(Photo-based referring expression data)
========================
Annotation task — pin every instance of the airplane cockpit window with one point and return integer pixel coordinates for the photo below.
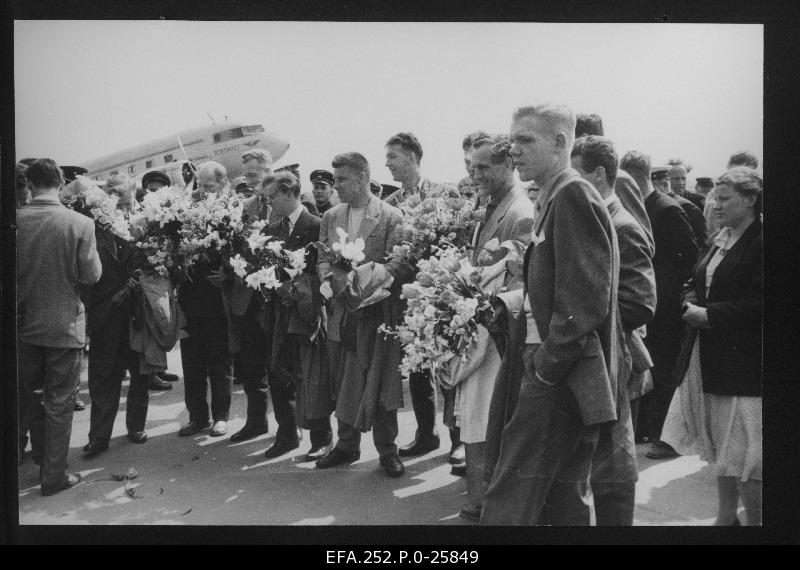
(230, 134)
(252, 129)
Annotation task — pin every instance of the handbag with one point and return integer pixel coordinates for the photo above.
(688, 336)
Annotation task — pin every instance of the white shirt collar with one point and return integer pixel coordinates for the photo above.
(295, 215)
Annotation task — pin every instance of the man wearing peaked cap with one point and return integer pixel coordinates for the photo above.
(154, 180)
(659, 172)
(240, 186)
(323, 188)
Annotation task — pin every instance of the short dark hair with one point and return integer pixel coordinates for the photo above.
(44, 173)
(636, 163)
(19, 175)
(353, 160)
(284, 181)
(501, 147)
(743, 158)
(473, 137)
(679, 162)
(588, 124)
(408, 142)
(745, 181)
(597, 151)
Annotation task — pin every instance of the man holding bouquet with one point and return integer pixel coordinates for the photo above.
(299, 381)
(572, 337)
(403, 156)
(364, 364)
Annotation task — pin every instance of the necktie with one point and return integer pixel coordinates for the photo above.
(285, 227)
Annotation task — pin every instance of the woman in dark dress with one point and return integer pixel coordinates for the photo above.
(723, 307)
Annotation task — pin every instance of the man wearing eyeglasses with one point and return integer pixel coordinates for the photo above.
(257, 165)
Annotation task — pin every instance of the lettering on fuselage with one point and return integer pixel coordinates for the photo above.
(227, 149)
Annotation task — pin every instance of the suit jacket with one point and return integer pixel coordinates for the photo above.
(426, 188)
(637, 279)
(373, 359)
(572, 269)
(115, 256)
(56, 256)
(696, 199)
(676, 252)
(731, 349)
(629, 194)
(380, 231)
(636, 293)
(512, 220)
(696, 219)
(255, 209)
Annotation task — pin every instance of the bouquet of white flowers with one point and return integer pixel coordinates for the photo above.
(445, 305)
(263, 263)
(213, 223)
(85, 196)
(438, 220)
(157, 229)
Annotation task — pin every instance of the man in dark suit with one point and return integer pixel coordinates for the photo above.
(323, 189)
(614, 472)
(403, 157)
(57, 256)
(676, 252)
(364, 365)
(677, 181)
(204, 354)
(625, 187)
(660, 176)
(299, 381)
(572, 337)
(111, 306)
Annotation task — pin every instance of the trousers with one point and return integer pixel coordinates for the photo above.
(384, 433)
(614, 472)
(109, 356)
(205, 360)
(253, 359)
(423, 400)
(55, 373)
(542, 472)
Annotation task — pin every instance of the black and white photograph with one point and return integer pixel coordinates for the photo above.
(388, 274)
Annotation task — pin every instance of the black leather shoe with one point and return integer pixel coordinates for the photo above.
(280, 447)
(661, 450)
(318, 452)
(338, 457)
(137, 436)
(157, 383)
(94, 447)
(420, 446)
(193, 427)
(68, 482)
(249, 431)
(471, 513)
(457, 454)
(392, 465)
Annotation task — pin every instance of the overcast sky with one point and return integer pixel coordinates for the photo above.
(87, 88)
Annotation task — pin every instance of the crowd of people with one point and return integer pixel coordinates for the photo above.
(626, 309)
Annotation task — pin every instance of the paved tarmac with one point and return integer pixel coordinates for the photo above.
(202, 480)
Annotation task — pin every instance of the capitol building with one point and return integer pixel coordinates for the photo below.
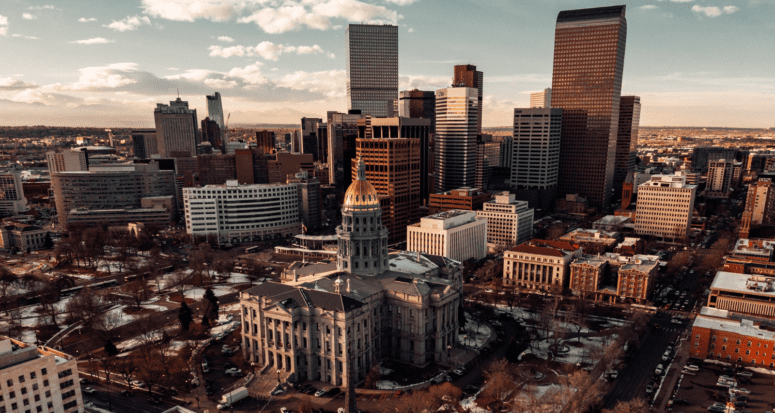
(330, 321)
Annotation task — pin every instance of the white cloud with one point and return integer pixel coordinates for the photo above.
(713, 11)
(9, 83)
(129, 24)
(95, 40)
(274, 16)
(266, 49)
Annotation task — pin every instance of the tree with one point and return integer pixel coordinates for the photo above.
(185, 315)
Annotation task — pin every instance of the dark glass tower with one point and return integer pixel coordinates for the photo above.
(586, 84)
(372, 67)
(626, 140)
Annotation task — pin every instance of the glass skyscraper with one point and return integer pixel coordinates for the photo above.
(586, 84)
(372, 68)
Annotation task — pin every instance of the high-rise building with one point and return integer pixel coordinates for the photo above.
(588, 90)
(176, 128)
(265, 141)
(372, 67)
(665, 206)
(457, 112)
(309, 198)
(260, 212)
(144, 143)
(509, 222)
(391, 150)
(468, 76)
(535, 155)
(43, 378)
(626, 140)
(342, 133)
(12, 200)
(759, 206)
(457, 235)
(542, 99)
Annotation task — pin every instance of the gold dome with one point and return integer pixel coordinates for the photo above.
(361, 192)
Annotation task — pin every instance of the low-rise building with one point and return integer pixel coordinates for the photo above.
(456, 234)
(731, 338)
(38, 379)
(539, 265)
(22, 237)
(509, 222)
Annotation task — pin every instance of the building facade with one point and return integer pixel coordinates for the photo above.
(626, 140)
(457, 123)
(38, 379)
(509, 222)
(590, 115)
(457, 235)
(539, 265)
(535, 155)
(542, 99)
(176, 128)
(372, 67)
(242, 213)
(468, 76)
(665, 206)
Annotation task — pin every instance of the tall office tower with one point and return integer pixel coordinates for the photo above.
(309, 137)
(144, 143)
(265, 141)
(536, 155)
(252, 166)
(391, 150)
(176, 128)
(626, 140)
(309, 198)
(211, 133)
(457, 113)
(12, 200)
(468, 76)
(759, 206)
(342, 133)
(372, 67)
(588, 90)
(542, 99)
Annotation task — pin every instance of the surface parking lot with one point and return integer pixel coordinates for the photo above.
(700, 390)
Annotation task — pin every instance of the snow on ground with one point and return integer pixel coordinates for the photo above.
(387, 385)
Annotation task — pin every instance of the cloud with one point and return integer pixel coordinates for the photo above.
(95, 40)
(128, 24)
(274, 16)
(713, 11)
(266, 49)
(9, 83)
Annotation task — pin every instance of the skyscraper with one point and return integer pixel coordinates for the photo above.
(626, 140)
(372, 67)
(536, 155)
(457, 120)
(468, 76)
(586, 84)
(542, 99)
(176, 128)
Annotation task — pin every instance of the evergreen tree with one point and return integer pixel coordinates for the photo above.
(185, 315)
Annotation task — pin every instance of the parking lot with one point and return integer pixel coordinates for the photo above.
(700, 389)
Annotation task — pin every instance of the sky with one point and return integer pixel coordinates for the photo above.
(108, 63)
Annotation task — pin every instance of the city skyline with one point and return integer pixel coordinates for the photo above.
(272, 63)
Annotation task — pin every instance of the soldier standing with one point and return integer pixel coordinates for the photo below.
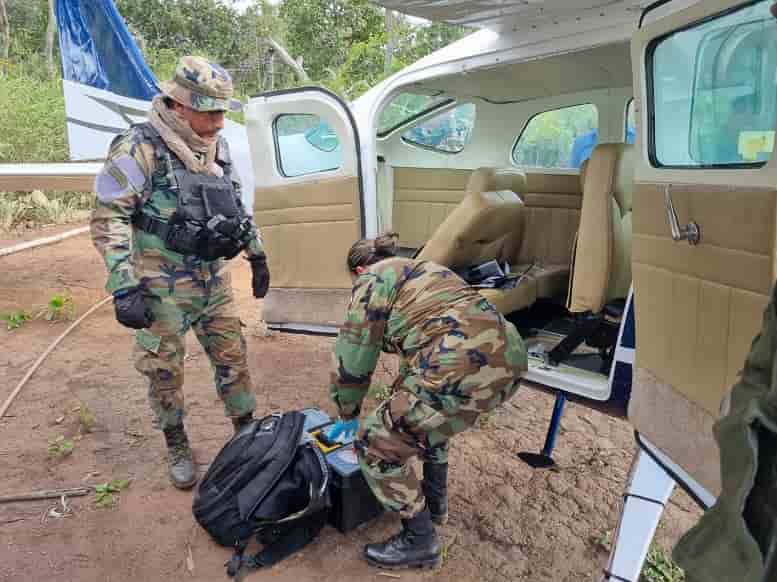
(459, 359)
(168, 215)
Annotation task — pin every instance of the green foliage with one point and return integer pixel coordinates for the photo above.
(323, 32)
(15, 319)
(659, 567)
(33, 126)
(85, 418)
(35, 208)
(59, 308)
(107, 494)
(380, 392)
(340, 43)
(61, 447)
(548, 138)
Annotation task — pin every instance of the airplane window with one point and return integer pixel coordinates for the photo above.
(405, 107)
(714, 91)
(630, 135)
(448, 132)
(561, 138)
(306, 144)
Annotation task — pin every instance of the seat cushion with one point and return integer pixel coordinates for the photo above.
(539, 283)
(507, 300)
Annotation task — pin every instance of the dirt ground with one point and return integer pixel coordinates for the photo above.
(508, 522)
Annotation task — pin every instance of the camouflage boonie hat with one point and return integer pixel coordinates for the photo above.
(201, 85)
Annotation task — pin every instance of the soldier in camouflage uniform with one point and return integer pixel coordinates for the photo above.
(168, 215)
(459, 359)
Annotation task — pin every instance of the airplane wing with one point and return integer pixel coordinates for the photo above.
(504, 15)
(107, 86)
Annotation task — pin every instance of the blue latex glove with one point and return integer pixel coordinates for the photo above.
(347, 428)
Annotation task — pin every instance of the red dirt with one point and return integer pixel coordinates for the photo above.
(508, 522)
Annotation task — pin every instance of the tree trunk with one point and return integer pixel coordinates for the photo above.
(51, 31)
(269, 71)
(284, 55)
(5, 30)
(389, 50)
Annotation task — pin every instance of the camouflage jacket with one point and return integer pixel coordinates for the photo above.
(725, 546)
(409, 308)
(123, 186)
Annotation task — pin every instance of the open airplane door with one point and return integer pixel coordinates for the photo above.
(704, 218)
(307, 202)
(703, 255)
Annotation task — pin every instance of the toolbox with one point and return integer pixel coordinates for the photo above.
(352, 500)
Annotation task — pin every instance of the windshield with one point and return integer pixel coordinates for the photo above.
(405, 107)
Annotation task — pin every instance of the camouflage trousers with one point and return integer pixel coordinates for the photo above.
(207, 307)
(760, 511)
(413, 424)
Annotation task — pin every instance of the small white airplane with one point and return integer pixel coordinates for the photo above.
(478, 152)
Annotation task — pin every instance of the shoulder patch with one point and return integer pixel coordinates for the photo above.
(119, 177)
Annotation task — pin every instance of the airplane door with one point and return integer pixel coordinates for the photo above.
(704, 216)
(307, 202)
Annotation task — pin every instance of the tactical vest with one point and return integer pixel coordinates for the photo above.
(209, 221)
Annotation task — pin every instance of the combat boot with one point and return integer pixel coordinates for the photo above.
(416, 546)
(180, 461)
(238, 422)
(435, 486)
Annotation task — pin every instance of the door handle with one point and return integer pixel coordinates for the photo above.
(690, 232)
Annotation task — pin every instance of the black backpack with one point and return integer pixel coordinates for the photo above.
(269, 480)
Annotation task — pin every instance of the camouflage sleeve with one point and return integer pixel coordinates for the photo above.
(359, 344)
(255, 247)
(755, 381)
(119, 187)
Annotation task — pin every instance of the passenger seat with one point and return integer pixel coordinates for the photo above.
(477, 229)
(601, 261)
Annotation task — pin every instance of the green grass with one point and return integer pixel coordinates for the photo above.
(19, 209)
(32, 128)
(107, 494)
(15, 319)
(659, 567)
(61, 447)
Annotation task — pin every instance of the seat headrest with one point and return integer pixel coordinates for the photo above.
(493, 180)
(583, 172)
(622, 156)
(623, 188)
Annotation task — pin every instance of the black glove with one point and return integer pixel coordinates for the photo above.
(260, 276)
(131, 310)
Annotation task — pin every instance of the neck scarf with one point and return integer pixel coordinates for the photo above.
(197, 153)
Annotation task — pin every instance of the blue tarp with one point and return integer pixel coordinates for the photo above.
(98, 50)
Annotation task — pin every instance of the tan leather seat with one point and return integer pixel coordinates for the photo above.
(492, 222)
(477, 229)
(601, 263)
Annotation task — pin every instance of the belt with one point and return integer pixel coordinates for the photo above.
(152, 225)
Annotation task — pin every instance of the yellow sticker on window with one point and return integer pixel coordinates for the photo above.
(752, 144)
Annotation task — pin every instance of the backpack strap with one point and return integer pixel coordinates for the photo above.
(288, 541)
(290, 534)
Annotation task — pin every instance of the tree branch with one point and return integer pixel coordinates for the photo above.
(284, 55)
(5, 29)
(51, 31)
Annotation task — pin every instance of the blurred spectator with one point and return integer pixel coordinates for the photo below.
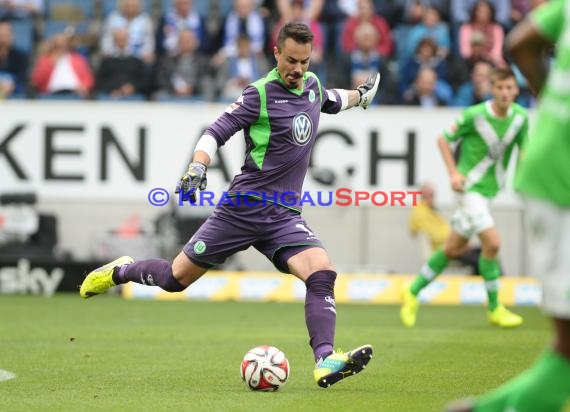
(298, 14)
(20, 9)
(365, 59)
(179, 74)
(430, 26)
(243, 19)
(13, 65)
(478, 89)
(241, 69)
(432, 229)
(384, 44)
(519, 9)
(312, 9)
(461, 68)
(181, 16)
(413, 10)
(461, 11)
(121, 75)
(425, 56)
(423, 92)
(139, 25)
(483, 23)
(61, 70)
========================
**TASK GOAL:**
Retype exactly the lines from the one containing "Annotation task — pin every instance of the camouflage sleeve" through the last line of the records above, both included, and leave out any pictures.

**COMPLETED EXERCISE:**
Annotation task — pin every instance of the camouflage sleeve with one point and return integer pixel coordinates for the photo above.
(359, 344)
(255, 247)
(755, 381)
(119, 187)
Annotation task — pin every instance of the passenger seat with one point and return integer pixel coordinates for the photo above.
(477, 229)
(601, 261)
Annotation task — pin every instance of the green grass with one point and return integer pixel coordinates for the photo above.
(19, 209)
(32, 128)
(107, 494)
(15, 319)
(659, 567)
(61, 447)
Annotation task — pin every instance of the seat headrest with one point and return integer pixel coordinates for the photo above.
(493, 180)
(583, 172)
(622, 156)
(623, 188)
Annotation task — pin every instance of the black glove with one point and return integer pixel coordinates for the photo above.
(260, 276)
(131, 310)
Annotation task — pin every instance of the neck scarf with one point and return integer pixel coordinates for the photo above.
(197, 153)
Annotation task — pin every instance of the blue tarp with one point and return integer pixel coordinates for the photo above.
(98, 50)
Annotation task — pin every instance of the tan leather seat with one point and return integer pixel coordinates for the photo above.
(492, 222)
(477, 229)
(601, 263)
Annotation task — pin every instance of the belt with one point and return integer pixel coordinates for the photo above.
(152, 225)
Annotation task — pin every instance of the yellow sticker on window with one point and return integer pixel coordinates for the photo above.
(752, 144)
Annotation task — pin every instance of the backpack strap with one point and return integer pixel coordinates for the photo above.
(288, 541)
(290, 534)
Annotation task — pin every instance of the tree branch with one point and return integer pixel coordinates for the photo above.
(284, 55)
(5, 29)
(51, 31)
Annotation task — pin every instance of the blurred spectator with one point and return integer pixel coordinates for the photo below.
(298, 14)
(20, 9)
(365, 59)
(179, 74)
(430, 26)
(243, 19)
(13, 65)
(478, 89)
(241, 69)
(432, 229)
(384, 44)
(519, 9)
(312, 9)
(461, 68)
(181, 16)
(413, 10)
(461, 11)
(121, 75)
(425, 56)
(423, 92)
(139, 25)
(483, 23)
(61, 70)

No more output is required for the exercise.